>>>

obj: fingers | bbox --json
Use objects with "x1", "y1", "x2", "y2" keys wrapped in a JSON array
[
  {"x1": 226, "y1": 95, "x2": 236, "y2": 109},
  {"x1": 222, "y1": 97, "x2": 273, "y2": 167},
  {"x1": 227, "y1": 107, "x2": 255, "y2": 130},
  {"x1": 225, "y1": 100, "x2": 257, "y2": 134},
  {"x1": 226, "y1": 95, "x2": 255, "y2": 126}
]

<<<

Retype each entry without altering a single word.

obj: fingers | bbox --json
Use objects with "x1", "y1", "x2", "y2" keys wrapped in a JSON array
[
  {"x1": 226, "y1": 95, "x2": 236, "y2": 109},
  {"x1": 222, "y1": 97, "x2": 273, "y2": 167},
  {"x1": 227, "y1": 107, "x2": 255, "y2": 130},
  {"x1": 225, "y1": 100, "x2": 257, "y2": 134},
  {"x1": 226, "y1": 95, "x2": 255, "y2": 126}
]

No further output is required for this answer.